[Natural-language object grounding data]
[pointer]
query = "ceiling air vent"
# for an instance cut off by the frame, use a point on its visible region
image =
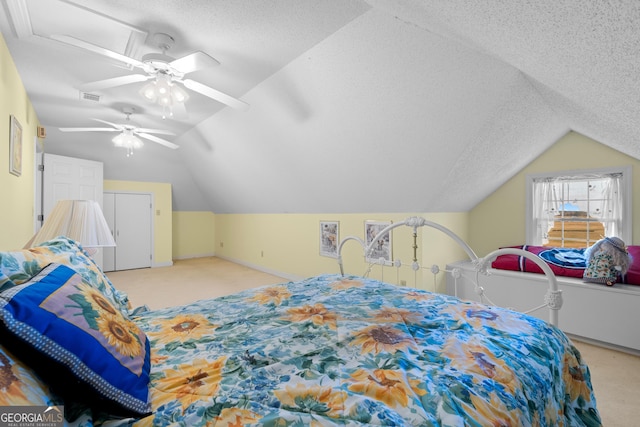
(85, 96)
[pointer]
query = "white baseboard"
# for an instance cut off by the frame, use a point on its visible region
(287, 276)
(205, 255)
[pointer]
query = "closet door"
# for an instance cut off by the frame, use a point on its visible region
(131, 221)
(109, 211)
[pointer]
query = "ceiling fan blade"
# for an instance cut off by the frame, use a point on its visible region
(96, 49)
(193, 62)
(88, 129)
(216, 94)
(158, 140)
(115, 126)
(113, 82)
(158, 131)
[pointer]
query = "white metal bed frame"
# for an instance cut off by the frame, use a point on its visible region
(552, 298)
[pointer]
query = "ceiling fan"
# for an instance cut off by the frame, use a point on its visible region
(164, 71)
(130, 134)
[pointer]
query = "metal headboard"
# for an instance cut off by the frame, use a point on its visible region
(552, 299)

* _Assignment_
For every line in the data above that has the string "query", return that line.

* _Output_
query = "ceiling air vent"
query = "white baseboard"
query = "closet door"
query = "ceiling fan blade"
query = "white metal bed frame"
query = "ceiling fan"
query = "metal headboard"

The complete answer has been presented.